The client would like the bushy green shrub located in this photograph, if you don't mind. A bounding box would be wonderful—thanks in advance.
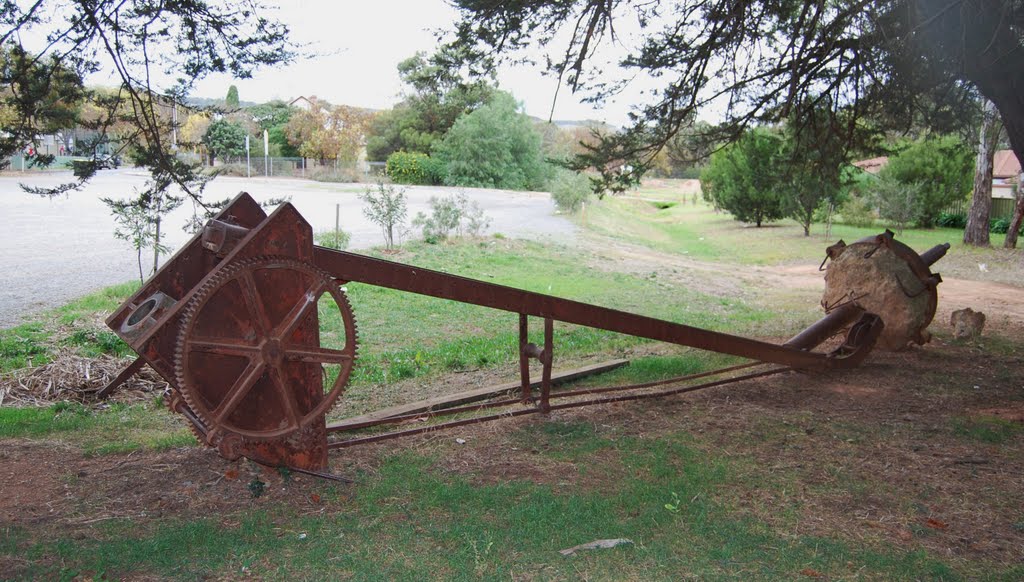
[413,192,490,244]
[839,196,874,227]
[359,182,408,250]
[871,172,925,235]
[313,228,352,251]
[309,166,362,183]
[387,152,445,185]
[432,92,550,190]
[548,168,591,214]
[700,129,785,226]
[879,135,975,228]
[420,156,447,185]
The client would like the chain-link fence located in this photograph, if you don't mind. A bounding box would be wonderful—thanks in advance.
[4,152,386,182]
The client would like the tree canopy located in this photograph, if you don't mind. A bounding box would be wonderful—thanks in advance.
[434,92,547,190]
[452,0,1024,188]
[367,50,495,160]
[0,0,294,201]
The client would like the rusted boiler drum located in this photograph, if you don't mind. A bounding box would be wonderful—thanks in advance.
[821,231,949,350]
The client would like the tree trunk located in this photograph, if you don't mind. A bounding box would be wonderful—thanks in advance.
[1002,172,1024,249]
[964,99,1002,247]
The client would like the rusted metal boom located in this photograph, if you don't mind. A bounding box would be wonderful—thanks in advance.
[313,247,877,370]
[108,194,941,472]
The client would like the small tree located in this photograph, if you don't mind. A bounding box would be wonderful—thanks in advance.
[548,168,591,214]
[870,174,925,235]
[224,85,239,109]
[700,129,785,227]
[964,99,1002,247]
[434,93,548,190]
[100,189,183,283]
[359,182,408,250]
[780,101,852,237]
[203,119,246,164]
[413,196,462,243]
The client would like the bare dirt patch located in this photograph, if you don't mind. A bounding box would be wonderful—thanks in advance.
[0,334,1024,567]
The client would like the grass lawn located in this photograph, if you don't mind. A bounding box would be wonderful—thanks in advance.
[0,182,1024,580]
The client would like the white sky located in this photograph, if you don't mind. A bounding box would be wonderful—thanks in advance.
[178,0,628,126]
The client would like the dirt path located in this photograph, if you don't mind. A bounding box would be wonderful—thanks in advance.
[594,238,1024,333]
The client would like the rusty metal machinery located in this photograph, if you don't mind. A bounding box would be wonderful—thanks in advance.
[106,194,941,471]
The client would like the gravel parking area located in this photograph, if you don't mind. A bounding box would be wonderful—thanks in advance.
[0,169,577,328]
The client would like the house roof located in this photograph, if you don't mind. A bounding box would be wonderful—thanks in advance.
[992,150,1021,178]
[853,156,889,174]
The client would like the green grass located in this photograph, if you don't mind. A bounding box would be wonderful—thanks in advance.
[0,282,138,373]
[0,322,50,373]
[587,197,983,265]
[0,402,196,455]
[0,430,966,580]
[319,236,772,386]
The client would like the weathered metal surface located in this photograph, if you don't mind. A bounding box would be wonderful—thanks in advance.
[821,231,949,349]
[108,194,941,473]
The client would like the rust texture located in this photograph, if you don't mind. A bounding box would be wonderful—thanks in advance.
[108,193,945,473]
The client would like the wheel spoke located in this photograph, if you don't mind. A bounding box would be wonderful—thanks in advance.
[270,358,302,426]
[188,337,259,357]
[213,359,266,423]
[241,271,270,337]
[274,280,325,339]
[285,347,352,364]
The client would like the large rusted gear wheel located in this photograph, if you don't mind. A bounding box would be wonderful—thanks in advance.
[175,257,356,446]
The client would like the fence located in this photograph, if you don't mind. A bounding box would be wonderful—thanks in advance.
[942,198,1016,220]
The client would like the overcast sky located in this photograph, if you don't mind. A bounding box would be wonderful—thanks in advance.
[172,0,628,125]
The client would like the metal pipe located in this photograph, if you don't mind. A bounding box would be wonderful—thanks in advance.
[313,247,872,370]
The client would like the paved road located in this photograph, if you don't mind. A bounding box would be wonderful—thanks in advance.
[0,169,577,328]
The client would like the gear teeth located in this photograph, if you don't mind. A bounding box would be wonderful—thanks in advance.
[174,256,358,445]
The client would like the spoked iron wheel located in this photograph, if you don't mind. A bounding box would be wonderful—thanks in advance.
[175,257,356,446]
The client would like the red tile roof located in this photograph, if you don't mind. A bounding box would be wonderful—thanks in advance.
[992,150,1021,178]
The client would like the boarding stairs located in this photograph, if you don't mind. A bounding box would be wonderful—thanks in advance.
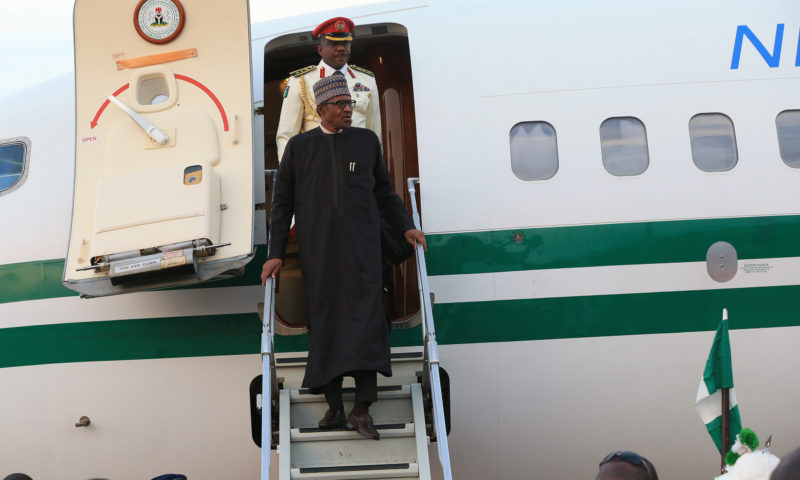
[260,171,452,480]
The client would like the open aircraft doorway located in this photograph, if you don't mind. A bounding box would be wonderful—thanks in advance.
[63,0,254,296]
[264,23,420,335]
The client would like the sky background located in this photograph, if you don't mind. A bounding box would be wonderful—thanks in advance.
[0,0,380,97]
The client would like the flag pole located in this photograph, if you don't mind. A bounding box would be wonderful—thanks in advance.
[720,308,731,473]
[720,388,731,473]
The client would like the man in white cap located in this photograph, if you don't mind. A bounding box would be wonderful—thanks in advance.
[261,76,425,440]
[275,17,381,162]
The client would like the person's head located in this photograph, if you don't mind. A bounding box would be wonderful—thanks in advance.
[312,17,354,70]
[595,450,658,480]
[769,448,800,480]
[314,75,353,132]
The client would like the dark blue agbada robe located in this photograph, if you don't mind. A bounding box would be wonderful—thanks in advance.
[269,127,414,390]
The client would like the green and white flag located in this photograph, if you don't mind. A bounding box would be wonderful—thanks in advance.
[694,309,742,453]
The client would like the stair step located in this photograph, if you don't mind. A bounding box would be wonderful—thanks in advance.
[289,398,414,428]
[290,436,418,468]
[275,351,423,368]
[290,385,411,403]
[292,463,419,480]
[291,423,415,442]
[275,347,424,389]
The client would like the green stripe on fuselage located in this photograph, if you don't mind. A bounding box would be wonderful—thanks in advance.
[0,245,267,303]
[433,285,800,344]
[426,215,800,275]
[6,215,800,303]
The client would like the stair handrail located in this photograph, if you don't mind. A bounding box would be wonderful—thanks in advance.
[261,170,278,480]
[408,177,453,480]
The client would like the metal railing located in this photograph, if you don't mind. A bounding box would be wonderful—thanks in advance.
[408,178,453,480]
[261,170,278,480]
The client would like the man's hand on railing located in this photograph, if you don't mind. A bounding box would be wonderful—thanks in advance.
[403,228,428,252]
[261,258,283,285]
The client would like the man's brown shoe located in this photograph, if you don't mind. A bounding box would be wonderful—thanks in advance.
[319,408,344,430]
[347,412,381,440]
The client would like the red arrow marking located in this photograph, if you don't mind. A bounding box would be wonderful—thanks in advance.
[175,73,228,132]
[89,83,131,128]
[90,74,229,132]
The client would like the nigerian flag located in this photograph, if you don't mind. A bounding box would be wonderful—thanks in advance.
[694,309,742,453]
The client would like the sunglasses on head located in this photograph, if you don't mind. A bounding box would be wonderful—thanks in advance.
[600,450,658,480]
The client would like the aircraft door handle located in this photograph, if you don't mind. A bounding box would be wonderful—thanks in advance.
[108,95,169,147]
[75,415,92,428]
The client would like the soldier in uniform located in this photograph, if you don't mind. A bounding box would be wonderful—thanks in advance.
[276,17,381,161]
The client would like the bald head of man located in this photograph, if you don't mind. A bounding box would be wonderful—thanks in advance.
[769,448,800,480]
[595,460,650,480]
[595,450,658,480]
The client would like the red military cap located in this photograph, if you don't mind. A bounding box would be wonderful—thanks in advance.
[311,17,355,42]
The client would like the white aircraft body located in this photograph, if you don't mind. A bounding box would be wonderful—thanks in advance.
[0,0,800,480]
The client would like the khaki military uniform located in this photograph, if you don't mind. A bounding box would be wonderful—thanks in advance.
[276,62,381,161]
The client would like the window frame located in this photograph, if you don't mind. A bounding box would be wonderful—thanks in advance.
[597,115,650,178]
[0,137,31,197]
[686,112,739,173]
[508,120,561,182]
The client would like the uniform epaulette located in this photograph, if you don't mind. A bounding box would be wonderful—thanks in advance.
[349,65,375,77]
[289,65,317,77]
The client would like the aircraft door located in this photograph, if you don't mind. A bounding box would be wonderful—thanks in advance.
[64,0,254,296]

◆ **Job**
Convert the stretch of entries above, from the very first line through the line containing "[0,0,294,201]", into a JSON list of strings with one string per line, dropping blank lines and leaving out the pictures.

◆ **Exercise result**
[
  "The client would like the bushy green shrub located in this photograph, if you don't mind. A bounding box would be wonderful—thanks in advance.",
  "[413,192,490,244]",
  "[839,196,874,227]",
  "[359,182,408,250]",
  "[871,172,925,235]",
  "[313,228,352,251]",
  "[309,166,362,183]",
  "[387,152,445,185]",
  "[432,92,550,190]",
  "[548,168,591,214]",
  "[700,129,785,226]",
  "[879,135,975,228]",
  "[420,156,447,185]",
  "The client would like the chain-link fence located in this photograph, if you don't mind. A bounding box would be wonderful—thanks in advance.",
  "[4,152,386,182]",
  "The client would like the tree canopy located in this photograph, if you don't mind. A bounding box would be wonderful—thanks in advance.",
  "[434,92,547,190]",
  "[452,0,1024,188]",
  "[367,50,495,160]",
  "[0,0,294,201]"
]